(Point annotation rows)
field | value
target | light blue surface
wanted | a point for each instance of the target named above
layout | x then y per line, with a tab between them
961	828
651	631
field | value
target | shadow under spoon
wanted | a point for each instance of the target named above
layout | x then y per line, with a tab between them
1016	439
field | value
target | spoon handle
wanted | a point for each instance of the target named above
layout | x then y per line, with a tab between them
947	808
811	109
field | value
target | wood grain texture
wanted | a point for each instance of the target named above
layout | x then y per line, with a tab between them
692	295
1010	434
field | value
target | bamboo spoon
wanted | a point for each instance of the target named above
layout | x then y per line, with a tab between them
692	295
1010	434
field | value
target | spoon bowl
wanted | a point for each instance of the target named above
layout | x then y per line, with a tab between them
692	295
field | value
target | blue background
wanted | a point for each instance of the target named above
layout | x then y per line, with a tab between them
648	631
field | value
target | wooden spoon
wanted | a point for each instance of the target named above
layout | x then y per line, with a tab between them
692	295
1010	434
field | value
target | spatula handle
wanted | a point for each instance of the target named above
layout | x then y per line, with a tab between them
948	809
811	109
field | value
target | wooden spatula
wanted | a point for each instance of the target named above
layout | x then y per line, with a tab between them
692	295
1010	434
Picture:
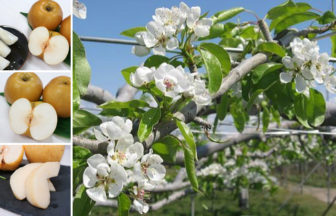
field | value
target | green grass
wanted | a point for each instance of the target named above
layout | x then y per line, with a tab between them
223	204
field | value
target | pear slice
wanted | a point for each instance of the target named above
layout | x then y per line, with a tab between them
7	37
4	49
37	120
52	47
10	156
19	177
18	180
37	186
3	63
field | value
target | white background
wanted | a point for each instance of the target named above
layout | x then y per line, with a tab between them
10	16
6	134
66	161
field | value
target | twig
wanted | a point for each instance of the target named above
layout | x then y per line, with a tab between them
97	95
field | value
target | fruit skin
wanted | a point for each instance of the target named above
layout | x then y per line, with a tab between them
44	153
58	94
15	164
23	85
66	29
45	13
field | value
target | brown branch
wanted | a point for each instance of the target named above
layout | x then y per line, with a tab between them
97	95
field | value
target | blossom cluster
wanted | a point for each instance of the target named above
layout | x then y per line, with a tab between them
105	177
307	66
173	82
162	32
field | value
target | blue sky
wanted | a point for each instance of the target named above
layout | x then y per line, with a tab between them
107	18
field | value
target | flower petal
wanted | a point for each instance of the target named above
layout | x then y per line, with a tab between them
300	84
115	189
89	177
172	43
97	193
156	172
95	160
286	77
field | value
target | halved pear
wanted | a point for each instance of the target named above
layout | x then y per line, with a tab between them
10	156
4	49
37	186
52	47
19	177
37	120
3	63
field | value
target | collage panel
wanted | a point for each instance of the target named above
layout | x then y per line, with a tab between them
35	35
35	107
35	180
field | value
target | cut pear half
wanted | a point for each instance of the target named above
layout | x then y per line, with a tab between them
37	120
10	156
19	177
37	184
52	47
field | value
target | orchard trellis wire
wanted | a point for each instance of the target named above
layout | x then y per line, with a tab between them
253	130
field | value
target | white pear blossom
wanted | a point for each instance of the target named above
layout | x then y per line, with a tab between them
198	92
140	206
150	167
125	152
142	76
140	50
101	178
306	66
171	81
114	130
157	38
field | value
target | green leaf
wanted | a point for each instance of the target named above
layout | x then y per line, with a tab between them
285	10
220	54
263	69
327	17
148	121
132	31
80	156
216	30
271	47
124	205
188	136
127	73
333	45
222	107
82	204
213	67
189	164
167	148
63	128
265	118
295	19
81	67
75	96
157	60
83	120
226	14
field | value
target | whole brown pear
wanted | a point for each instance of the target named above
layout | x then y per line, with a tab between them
23	85
58	94
45	13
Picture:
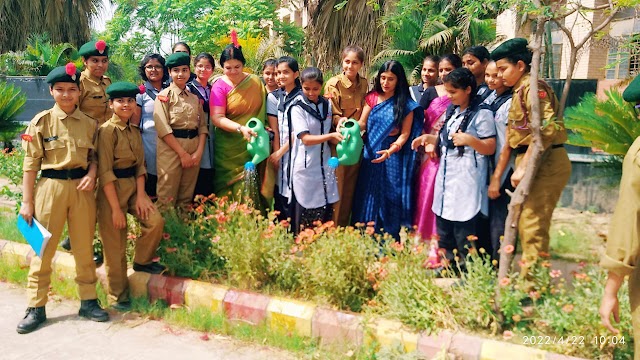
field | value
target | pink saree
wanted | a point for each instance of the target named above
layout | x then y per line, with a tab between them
424	218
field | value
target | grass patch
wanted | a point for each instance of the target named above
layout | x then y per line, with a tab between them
11	271
571	242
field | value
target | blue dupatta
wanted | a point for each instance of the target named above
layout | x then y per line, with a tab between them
384	192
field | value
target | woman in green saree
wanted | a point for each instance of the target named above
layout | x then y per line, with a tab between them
235	98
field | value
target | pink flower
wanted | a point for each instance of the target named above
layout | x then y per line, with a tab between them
555	273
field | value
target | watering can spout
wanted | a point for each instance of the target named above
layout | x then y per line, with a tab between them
258	146
350	148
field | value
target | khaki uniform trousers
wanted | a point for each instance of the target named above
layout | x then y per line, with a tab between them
634	299
56	202
114	241
175	184
537	210
347	176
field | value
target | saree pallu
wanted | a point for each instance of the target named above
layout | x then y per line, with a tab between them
384	191
245	101
425	219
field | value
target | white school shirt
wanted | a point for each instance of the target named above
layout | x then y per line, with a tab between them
311	183
501	118
282	180
461	182
148	127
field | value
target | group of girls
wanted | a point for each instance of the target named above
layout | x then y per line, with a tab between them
433	153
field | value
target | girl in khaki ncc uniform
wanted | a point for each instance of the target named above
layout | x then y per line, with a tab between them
346	93
93	82
622	255
182	132
121	175
59	141
512	60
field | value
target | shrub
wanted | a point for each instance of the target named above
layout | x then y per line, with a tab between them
336	263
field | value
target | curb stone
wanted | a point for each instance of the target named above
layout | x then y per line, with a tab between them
291	315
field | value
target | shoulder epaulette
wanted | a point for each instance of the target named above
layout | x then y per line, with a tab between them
39	116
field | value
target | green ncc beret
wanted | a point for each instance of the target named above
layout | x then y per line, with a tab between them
122	89
67	73
632	92
178	59
94	48
510	47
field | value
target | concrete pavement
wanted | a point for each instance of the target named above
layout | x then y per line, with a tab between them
67	336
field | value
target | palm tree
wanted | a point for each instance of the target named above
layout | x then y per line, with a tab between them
332	29
610	124
436	27
64	20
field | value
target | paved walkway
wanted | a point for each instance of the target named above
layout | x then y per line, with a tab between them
67	336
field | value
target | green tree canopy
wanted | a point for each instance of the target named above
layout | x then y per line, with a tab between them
20	19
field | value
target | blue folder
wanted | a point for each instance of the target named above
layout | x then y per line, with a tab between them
36	235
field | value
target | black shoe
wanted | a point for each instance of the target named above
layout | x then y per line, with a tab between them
66	244
32	319
92	311
98	259
151	268
122	306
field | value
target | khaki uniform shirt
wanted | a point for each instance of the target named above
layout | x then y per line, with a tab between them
175	108
552	131
93	97
59	141
119	147
347	98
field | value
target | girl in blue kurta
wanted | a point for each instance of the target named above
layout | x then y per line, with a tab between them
384	191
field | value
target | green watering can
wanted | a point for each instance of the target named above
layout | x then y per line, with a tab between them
350	148
258	146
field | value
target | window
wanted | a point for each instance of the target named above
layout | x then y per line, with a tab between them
624	59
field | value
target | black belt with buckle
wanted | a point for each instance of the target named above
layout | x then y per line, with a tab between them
125	173
66	174
523	149
185	134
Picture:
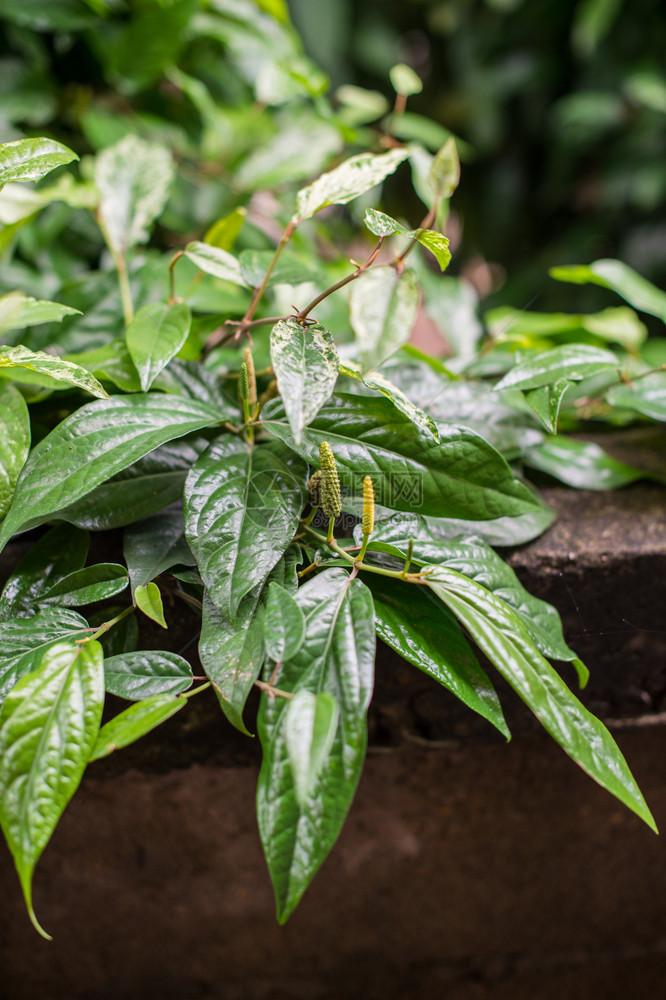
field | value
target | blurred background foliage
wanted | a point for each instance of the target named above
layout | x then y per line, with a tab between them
559	106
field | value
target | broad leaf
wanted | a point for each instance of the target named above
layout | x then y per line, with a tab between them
461	476
242	506
155	336
383	307
135	722
92	445
336	659
15	361
14	442
501	635
31	159
23	641
353	177
147	672
306	367
48	727
133	178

[Task description] Gather every line from the rows above that contains the string "background" and list those lines.

[The response]
target | blue background
target | white background
target | blurred background foliage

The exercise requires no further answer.